SELECTION

● ● ●

Thursday night comes. Tent checks are over. Personal checks have arrived. K-Ville is awash in stumbling students, no small numbers of whom have 40s (40-oz. malt liquors) taped to both hands. Vivek Chilukuri and David Suitts are meandering through the crowd when suddenly an exuberant WXDU reporter selects them for an interview. “Who,” he asks, “is your favorite Duke player?” Chilukuri responds first with, “Shelden Williams.” At the moment he begins to speak, screaming erupts from the other side of the crowd, running in his direction.

“He’s an impostor! He doesn’t go to Duke.” Vivek has been discovered by a high-school classmate. He quickly disappears into the crowd. David claims, “I don’t know that guy.”

Shortly later, we learn that our secret will be out the following day. Pablo Friedmann, Alex Snider and Katie Macpherson have decided to share our scheme with The Daily Tar Heel.

Friday morning comes. We make the front cover of the DTH, but we’re not identified and word doesn’t reach too many Dookies right away. Still, at Coach K’s meeting Friday evening, a group is spotted reading the article online. Our ears burn as the rumor continues to spread. Everywhere, it seems, people are saying those guys must be crazy, and we, of course, agree wholeheartedly.

Friday night is cold, very cold, and we end up in a huddle at the tent. Dan Kimberg comes by, raises a chant of “Go to hell, Carolina, go to hell.” Many of us decide it’s time to take a walk and get away from the tent for a while. We get through our last two checks by 2:30 a.m., and I pack a good number of people into the car for the trip home.

Saturday arrives. A Duke Chronicle reporter comes by. At one point she asks, “So, will you be coming out to the bonfire after the game as well?” I answer, “We don’t plan for there to be a bonfire.” She frowns.

Seven o’clock comes and we all begin finding our place in line. Posters are hastily scribbled as we try to block the view of prying eyes. Pockets are checked and rechecked to ensure Duke cards have not been lost. Two people hide their blue chests under a shirt of a darker shade. The line begins to move. Suddenly, we are past the line monitors and sprinting to get the best place we can. We end up behind the UNC bench and a line monitor explains, “This is the buffer zone, you all will have to move further back.” We look at each other, thinking, “If only you knew.”

We listen to introductions of Duke’s seniors, clapping reservedly as we try to balance the goal of keeping our disguise with our thinly veiled animosity. The clocks ticks down, the buzzer sounds. Game time has arrived.

We hear the announcer begin, silenced in large part by the roar that fills the atmosphere. We turn and give each other one last look of confirmation. It is time. In a single motion, we shed our Duke rags. I rip mine. We don our Carolina blue wigs. We scream in support of our boys. We chant “U-N-C” as the tip-off nears, but are soon silenced by a 13-2 Duke lead. We try hard to keep our smiles, knowing we are the face of Carolina amid a sea of Devils, but things are looking a bit grim. Before we know it, we are back in the game. We sing out, “Here we go Tar Heels, here we go.” David notes how similar Duke’s cheers sound to our own, particularly, “Let’s go De-vils.” I reply, “Yeah, but they’re cheering for the spawn of Satan.” He agrees that I have a point.

● ● ●

RECORD EXCERPTS
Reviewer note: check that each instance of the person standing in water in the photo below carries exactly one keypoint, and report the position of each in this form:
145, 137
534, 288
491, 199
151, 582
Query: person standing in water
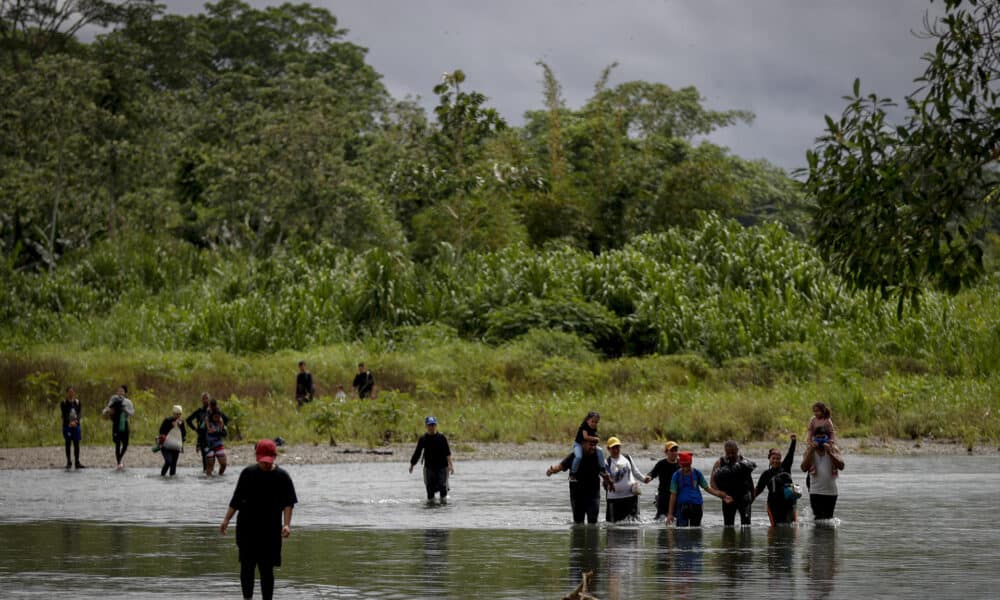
71, 410
437, 460
264, 498
823, 462
781, 494
119, 410
172, 434
733, 475
664, 470
686, 504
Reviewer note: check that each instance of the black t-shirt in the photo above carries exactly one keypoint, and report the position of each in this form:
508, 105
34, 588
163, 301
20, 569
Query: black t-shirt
435, 449
664, 469
588, 475
260, 497
584, 428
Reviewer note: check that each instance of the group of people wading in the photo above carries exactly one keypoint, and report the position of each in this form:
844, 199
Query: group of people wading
679, 495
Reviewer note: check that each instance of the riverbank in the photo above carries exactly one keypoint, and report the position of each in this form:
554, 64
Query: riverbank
53, 457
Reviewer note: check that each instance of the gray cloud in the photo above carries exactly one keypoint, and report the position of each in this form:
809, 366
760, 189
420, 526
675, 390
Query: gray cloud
789, 62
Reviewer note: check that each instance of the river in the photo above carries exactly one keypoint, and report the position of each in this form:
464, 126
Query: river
906, 528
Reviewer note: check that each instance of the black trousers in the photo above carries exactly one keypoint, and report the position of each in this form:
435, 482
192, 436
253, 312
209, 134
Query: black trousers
247, 568
822, 505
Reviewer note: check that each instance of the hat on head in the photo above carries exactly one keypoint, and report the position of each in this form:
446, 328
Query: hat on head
266, 451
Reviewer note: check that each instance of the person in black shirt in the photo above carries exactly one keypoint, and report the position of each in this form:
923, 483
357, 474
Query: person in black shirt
304, 388
733, 475
437, 460
780, 505
585, 488
264, 497
364, 381
71, 409
665, 469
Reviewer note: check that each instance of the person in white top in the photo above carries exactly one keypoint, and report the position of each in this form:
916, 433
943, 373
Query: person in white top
823, 462
623, 500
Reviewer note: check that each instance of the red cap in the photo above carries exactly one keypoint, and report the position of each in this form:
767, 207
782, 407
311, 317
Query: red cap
266, 451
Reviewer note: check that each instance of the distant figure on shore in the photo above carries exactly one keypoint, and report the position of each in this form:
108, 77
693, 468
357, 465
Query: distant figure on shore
686, 504
305, 389
781, 492
364, 381
172, 435
264, 498
822, 417
71, 410
215, 435
585, 488
119, 409
664, 470
733, 474
437, 461
823, 462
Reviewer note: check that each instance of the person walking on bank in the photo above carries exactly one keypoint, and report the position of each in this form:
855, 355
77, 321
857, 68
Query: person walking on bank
71, 414
264, 498
437, 461
733, 475
305, 390
119, 409
623, 497
664, 470
823, 462
364, 381
781, 492
172, 435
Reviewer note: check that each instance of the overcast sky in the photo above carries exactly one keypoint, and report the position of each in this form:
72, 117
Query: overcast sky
788, 61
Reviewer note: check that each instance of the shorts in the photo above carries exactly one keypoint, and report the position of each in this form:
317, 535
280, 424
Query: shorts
219, 452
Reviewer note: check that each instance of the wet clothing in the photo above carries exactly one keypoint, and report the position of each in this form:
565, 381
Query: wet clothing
735, 478
585, 491
304, 388
780, 508
664, 470
364, 382
71, 410
688, 507
435, 451
259, 499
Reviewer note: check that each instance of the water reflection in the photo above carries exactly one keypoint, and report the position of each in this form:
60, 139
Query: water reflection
821, 562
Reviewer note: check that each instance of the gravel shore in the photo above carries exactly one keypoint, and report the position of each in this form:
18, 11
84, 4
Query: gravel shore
53, 457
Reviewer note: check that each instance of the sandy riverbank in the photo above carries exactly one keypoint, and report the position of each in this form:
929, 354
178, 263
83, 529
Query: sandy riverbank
240, 454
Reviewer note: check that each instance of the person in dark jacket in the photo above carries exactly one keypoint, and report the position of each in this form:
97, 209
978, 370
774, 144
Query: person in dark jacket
363, 382
585, 488
733, 475
305, 389
437, 460
780, 503
264, 498
171, 442
71, 410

● ● ●

Carry on the account of the Carolina fans disguised among the Duke crowd, starting right after its final sentence.

As Duke shoots its first free throws, our true power is revealed. Cameron Indoor is silent; Crazies’ hands are raised in anticipation. Suddenly, an utterly unexpected sound rings out clear and true from our bloc, “u-n-c, U-N-C, U-N-C.” No few crazies’ heads turn, the second free throw is missed. Suddenly, the wrath of the crazies is directed not at the players on the court but straight at us, a sea of hexes are sent our way. We have crashed the Cameron party, and we are not welcome. Chants of “Save your voice” and even “Go home now” rise in our direction, and we respond by waving and cheering all the louder, knowing that we are being utterly drowned out but equally confident that our sheer presence is sound enough.

We enter halftime down by one with hopes high. A short distance away, one particularly drunk Dook fan starts … well … not exactly singing our praises and tells a classmate that he better never see him in class again. We check our phones, and the text messages are flowing. We have made ESPN not once, but twice, in the first half.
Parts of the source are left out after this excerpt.